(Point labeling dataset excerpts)
____
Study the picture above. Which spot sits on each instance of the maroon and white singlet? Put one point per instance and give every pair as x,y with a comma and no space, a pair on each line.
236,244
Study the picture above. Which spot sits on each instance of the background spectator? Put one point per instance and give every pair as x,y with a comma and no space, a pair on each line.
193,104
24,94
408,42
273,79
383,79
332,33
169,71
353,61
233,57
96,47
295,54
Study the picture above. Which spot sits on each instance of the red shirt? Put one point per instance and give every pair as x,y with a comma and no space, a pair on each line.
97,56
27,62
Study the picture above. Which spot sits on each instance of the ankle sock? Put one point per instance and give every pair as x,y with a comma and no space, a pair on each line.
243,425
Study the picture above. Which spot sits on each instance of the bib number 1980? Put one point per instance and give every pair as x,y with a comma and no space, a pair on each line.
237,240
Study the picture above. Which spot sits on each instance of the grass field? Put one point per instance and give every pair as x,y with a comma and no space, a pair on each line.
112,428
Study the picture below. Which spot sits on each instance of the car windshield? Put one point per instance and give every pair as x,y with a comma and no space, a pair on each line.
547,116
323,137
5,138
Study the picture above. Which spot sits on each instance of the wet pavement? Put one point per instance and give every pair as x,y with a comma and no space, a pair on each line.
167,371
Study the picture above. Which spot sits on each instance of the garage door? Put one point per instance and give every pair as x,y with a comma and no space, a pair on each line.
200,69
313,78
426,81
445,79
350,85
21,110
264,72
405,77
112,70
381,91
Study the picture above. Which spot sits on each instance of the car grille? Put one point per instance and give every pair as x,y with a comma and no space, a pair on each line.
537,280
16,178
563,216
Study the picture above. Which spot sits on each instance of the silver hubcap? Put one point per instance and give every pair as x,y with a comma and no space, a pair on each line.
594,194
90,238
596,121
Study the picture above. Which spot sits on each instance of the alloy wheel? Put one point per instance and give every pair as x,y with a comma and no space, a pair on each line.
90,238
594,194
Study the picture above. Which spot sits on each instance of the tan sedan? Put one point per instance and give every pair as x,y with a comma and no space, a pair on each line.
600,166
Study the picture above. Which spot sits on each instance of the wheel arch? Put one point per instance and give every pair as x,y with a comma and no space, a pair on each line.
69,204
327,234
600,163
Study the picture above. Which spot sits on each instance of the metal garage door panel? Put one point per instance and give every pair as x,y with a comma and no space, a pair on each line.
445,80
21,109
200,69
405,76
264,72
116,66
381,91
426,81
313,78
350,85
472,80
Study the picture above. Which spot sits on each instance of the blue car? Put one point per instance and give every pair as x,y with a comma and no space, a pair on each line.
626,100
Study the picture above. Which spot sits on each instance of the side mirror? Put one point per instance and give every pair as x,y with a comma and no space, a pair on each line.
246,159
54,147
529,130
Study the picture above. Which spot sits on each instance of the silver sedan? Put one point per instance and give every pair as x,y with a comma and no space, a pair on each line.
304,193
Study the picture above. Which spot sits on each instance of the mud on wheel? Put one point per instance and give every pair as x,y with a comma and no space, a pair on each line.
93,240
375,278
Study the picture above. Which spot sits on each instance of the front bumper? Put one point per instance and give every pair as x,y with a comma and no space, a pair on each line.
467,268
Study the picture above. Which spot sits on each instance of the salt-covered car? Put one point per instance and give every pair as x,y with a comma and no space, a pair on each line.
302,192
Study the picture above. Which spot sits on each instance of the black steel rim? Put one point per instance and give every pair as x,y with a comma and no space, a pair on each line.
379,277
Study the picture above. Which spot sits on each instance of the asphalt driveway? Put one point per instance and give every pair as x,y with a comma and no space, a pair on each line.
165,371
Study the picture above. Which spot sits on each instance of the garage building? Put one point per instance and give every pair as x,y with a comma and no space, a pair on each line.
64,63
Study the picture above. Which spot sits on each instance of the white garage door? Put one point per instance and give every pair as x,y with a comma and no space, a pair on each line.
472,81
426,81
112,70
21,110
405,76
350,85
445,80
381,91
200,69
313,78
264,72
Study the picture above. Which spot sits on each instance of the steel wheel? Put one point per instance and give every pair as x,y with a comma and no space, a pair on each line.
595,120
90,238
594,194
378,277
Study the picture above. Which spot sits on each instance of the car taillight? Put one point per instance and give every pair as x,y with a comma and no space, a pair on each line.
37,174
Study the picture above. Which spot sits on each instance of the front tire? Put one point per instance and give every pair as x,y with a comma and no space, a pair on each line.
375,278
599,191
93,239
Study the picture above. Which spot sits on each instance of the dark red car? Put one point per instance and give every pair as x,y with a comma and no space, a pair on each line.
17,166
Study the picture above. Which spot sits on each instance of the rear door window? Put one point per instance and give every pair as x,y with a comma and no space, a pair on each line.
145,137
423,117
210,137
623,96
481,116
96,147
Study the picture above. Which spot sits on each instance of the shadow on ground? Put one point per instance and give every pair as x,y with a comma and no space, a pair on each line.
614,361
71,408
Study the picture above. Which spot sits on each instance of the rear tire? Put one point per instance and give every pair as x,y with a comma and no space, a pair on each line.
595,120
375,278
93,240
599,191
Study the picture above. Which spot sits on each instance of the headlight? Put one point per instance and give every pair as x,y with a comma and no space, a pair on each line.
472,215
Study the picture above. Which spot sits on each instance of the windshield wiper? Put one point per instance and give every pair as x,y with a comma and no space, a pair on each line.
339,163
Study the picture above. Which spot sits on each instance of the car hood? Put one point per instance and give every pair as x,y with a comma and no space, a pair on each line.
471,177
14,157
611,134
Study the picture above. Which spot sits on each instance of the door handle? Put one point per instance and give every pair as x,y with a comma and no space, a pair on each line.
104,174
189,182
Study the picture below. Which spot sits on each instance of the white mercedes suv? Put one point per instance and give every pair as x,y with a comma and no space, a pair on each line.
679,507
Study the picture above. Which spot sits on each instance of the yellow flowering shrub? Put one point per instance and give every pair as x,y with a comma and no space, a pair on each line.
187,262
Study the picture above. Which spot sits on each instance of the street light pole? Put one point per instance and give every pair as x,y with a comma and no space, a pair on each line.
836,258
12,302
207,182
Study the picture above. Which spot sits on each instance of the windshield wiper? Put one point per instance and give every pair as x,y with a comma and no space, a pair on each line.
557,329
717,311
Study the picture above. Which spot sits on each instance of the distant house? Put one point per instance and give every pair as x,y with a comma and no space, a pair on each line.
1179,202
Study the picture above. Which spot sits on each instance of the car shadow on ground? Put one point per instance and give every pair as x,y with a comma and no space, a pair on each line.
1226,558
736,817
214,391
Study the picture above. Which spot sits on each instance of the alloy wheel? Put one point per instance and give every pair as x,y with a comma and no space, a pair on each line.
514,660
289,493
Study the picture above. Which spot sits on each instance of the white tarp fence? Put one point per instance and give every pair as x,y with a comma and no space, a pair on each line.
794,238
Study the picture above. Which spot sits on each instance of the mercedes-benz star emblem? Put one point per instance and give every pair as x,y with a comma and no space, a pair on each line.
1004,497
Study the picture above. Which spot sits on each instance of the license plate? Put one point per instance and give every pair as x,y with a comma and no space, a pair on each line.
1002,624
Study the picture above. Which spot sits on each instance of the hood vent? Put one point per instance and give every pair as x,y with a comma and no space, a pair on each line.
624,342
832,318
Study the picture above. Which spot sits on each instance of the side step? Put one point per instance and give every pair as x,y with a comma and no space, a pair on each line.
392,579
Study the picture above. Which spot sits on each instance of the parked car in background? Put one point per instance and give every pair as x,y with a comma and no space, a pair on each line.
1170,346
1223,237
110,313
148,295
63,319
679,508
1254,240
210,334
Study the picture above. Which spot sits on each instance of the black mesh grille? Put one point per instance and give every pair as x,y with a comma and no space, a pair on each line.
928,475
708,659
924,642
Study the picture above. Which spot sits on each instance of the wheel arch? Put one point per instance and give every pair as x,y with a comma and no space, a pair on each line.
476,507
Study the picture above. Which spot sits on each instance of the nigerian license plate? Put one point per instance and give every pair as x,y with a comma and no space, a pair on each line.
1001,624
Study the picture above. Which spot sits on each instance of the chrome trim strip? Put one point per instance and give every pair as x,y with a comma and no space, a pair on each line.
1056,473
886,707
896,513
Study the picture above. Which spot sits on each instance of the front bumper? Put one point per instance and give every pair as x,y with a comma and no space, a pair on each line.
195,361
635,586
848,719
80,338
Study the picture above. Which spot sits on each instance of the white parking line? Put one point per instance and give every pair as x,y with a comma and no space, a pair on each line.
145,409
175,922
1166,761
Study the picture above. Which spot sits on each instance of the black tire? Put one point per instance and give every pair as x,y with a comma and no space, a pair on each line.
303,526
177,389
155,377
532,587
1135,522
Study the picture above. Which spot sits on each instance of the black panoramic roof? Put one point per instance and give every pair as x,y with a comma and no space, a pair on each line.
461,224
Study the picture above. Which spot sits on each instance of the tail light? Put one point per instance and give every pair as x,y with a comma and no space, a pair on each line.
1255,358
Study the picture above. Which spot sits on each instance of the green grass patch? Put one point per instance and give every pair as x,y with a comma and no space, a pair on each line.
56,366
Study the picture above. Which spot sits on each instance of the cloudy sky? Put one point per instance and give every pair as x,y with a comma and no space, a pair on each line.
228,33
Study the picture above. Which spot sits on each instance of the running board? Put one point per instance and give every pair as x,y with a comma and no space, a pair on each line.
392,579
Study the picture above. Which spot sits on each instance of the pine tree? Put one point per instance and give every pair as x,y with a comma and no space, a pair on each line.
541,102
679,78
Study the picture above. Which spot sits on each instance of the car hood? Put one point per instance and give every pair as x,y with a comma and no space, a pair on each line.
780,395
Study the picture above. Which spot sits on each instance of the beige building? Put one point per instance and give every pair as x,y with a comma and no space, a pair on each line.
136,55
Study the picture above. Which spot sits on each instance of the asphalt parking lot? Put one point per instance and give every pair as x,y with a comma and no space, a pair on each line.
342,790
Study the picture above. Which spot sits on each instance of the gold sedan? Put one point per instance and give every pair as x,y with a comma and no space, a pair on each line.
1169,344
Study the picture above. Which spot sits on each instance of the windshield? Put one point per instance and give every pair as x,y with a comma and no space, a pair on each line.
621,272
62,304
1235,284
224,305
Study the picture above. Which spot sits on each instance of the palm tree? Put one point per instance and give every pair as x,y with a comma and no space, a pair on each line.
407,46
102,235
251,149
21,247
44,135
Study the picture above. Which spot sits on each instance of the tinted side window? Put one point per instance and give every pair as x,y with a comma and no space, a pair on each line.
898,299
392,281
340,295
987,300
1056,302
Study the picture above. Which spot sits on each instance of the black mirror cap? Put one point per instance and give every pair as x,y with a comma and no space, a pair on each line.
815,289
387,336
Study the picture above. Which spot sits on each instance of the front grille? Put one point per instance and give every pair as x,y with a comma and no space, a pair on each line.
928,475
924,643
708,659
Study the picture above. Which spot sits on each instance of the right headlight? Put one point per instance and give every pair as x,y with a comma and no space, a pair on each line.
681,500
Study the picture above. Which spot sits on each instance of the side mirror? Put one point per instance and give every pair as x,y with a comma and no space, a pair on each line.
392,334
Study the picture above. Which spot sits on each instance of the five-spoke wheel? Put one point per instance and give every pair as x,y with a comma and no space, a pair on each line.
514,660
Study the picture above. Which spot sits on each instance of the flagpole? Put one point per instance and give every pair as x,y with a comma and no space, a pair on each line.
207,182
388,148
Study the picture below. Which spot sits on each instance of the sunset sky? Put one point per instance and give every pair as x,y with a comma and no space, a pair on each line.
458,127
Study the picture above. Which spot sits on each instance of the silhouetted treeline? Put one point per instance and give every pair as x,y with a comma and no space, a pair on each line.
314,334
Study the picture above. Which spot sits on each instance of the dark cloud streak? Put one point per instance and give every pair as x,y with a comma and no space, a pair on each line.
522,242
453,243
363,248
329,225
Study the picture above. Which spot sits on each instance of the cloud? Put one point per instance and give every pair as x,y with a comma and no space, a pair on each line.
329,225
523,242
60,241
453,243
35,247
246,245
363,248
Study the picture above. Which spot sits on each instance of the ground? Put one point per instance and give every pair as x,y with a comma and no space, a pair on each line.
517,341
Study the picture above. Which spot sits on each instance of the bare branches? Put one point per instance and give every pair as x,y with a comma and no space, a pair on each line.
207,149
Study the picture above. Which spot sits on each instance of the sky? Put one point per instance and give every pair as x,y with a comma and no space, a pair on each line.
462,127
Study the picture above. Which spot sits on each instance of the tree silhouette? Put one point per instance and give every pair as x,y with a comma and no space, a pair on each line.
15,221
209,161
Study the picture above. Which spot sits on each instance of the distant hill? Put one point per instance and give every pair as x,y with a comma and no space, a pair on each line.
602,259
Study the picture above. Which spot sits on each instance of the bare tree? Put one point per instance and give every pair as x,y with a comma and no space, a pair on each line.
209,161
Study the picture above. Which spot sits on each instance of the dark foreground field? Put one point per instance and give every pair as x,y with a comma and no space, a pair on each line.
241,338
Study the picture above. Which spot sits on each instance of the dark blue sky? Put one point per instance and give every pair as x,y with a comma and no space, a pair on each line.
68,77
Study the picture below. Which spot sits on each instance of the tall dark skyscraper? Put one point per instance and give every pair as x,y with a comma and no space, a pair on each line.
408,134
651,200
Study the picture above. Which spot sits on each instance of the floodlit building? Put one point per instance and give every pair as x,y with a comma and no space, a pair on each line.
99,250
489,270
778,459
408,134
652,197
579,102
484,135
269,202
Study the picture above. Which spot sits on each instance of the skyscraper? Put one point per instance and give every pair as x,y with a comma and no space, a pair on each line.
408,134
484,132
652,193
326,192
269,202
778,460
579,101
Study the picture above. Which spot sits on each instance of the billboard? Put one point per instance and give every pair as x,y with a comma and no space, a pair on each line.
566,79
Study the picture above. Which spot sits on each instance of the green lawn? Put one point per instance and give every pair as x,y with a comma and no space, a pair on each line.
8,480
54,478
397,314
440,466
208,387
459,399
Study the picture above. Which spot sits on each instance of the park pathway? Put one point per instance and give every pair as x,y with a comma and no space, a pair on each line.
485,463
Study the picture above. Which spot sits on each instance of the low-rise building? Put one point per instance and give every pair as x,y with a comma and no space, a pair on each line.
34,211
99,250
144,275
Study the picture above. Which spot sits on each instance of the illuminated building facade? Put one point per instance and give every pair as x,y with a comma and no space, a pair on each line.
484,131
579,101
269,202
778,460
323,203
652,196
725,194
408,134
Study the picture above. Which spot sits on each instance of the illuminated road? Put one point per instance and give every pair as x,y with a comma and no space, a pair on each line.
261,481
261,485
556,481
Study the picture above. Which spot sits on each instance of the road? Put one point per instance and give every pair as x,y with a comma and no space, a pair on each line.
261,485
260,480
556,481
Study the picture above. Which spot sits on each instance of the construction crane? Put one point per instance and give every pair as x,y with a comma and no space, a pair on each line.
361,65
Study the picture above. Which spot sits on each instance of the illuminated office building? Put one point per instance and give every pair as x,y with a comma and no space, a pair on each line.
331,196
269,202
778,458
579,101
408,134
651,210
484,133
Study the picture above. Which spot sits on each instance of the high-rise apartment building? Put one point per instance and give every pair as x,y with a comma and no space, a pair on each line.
____
> _What the task requires_: Quote only the lines from the one containing "the park pathway?" through the final line of the records, with both ends included.

> _Task result_:
Study the picture above. Which spot sits on each instance of the park pathway? Put one point per instance and give every pair as x,y with a comma and no space, a pair on each line.
485,463
Study the picture above. Which spot sits on each instance of the low-rise building? Put one point per instance and give every pair as x,y with a comma and no space, a pair on each line.
34,211
99,250
144,275
Study the picture above. Which spot sits on each instance of the illuminated building facade? Put one point per instance and give every pair as x,y with a comma and no space, a pair on each line.
484,131
579,101
269,202
778,460
323,203
652,196
725,194
408,134
Study the picture above. Which spot sits on each instance of the illuminated road? Put one point per instance and give every pair as x,y with a comma and no space, a pair on each line.
261,481
261,485
556,481
Study the picture above. Which spot sits on each instance of the road? Put one point per instance and give every pair as x,y with a comma and no space, a pair on each line.
261,485
260,480
556,481
Study the picture above. Which spot sits on each instance of the construction crane? Put one point per instance and give every pair as x,y with a comma and no space, a pair on each line.
361,65
Study the picture above. Which spot sits on each instance of the illuminated office building? Put one point per instance and give every pair as x,y with a comma and no space, a pair on each line.
331,196
269,202
778,458
579,101
408,134
651,210
484,133
Study the picture above. Which spot sits on each instance of the high-rise apartment building? Put one point per instance and give every pair as x,y with a comma and no space, a pair on each line.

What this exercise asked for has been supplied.